Collected data
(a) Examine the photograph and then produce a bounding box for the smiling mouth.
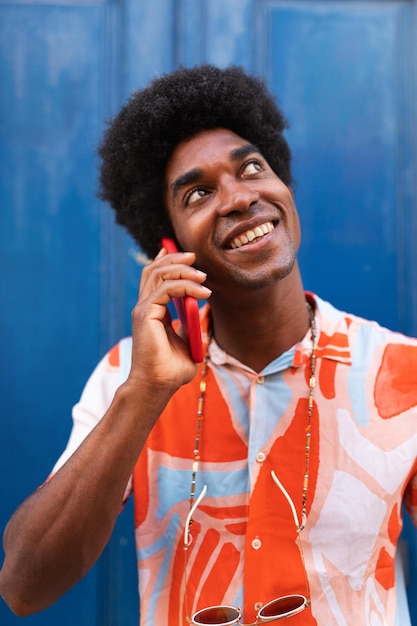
[229,221,275,249]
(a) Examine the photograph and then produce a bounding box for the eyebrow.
[170,143,263,202]
[229,143,263,162]
[171,168,203,202]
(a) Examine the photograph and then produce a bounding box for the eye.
[185,187,209,206]
[241,160,264,177]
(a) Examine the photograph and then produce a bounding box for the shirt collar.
[199,292,352,370]
[306,292,352,365]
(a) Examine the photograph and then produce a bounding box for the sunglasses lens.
[192,605,241,625]
[258,594,307,620]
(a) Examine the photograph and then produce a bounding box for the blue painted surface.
[0,0,416,624]
[0,2,138,625]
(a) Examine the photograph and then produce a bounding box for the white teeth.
[230,221,274,249]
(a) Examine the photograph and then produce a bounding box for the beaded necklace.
[188,301,317,529]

The task: Please write out all the data again word for word, but not the pictures.

Answer below:
(a) Examine the photograph and then produce a bounding box for the smiling mouth.
[229,221,275,249]
(a) Examine the photograph and then produce a bounding box for the eyebrow.
[170,143,263,202]
[229,143,263,162]
[171,168,203,202]
(a) Examine the photograph and then produce a bounding box for the eye.
[185,187,209,206]
[241,160,264,177]
(a) Examine the photograph and then produce a bounding box for the shirt collar.
[199,292,352,370]
[306,292,352,365]
(a) Examine the photograph and then produce a bounding box for the sunglasses lens.
[192,605,241,625]
[258,594,307,620]
(a) Examine the photograph and then produce a bounding box for the blue painted surface.
[0,0,416,624]
[0,2,138,625]
(a) Examine the photograph and then produce a bounding box for the white teeth.
[230,221,274,249]
(a) Examine the photograph and then produce a bounding box for the beaded necklace.
[188,301,317,529]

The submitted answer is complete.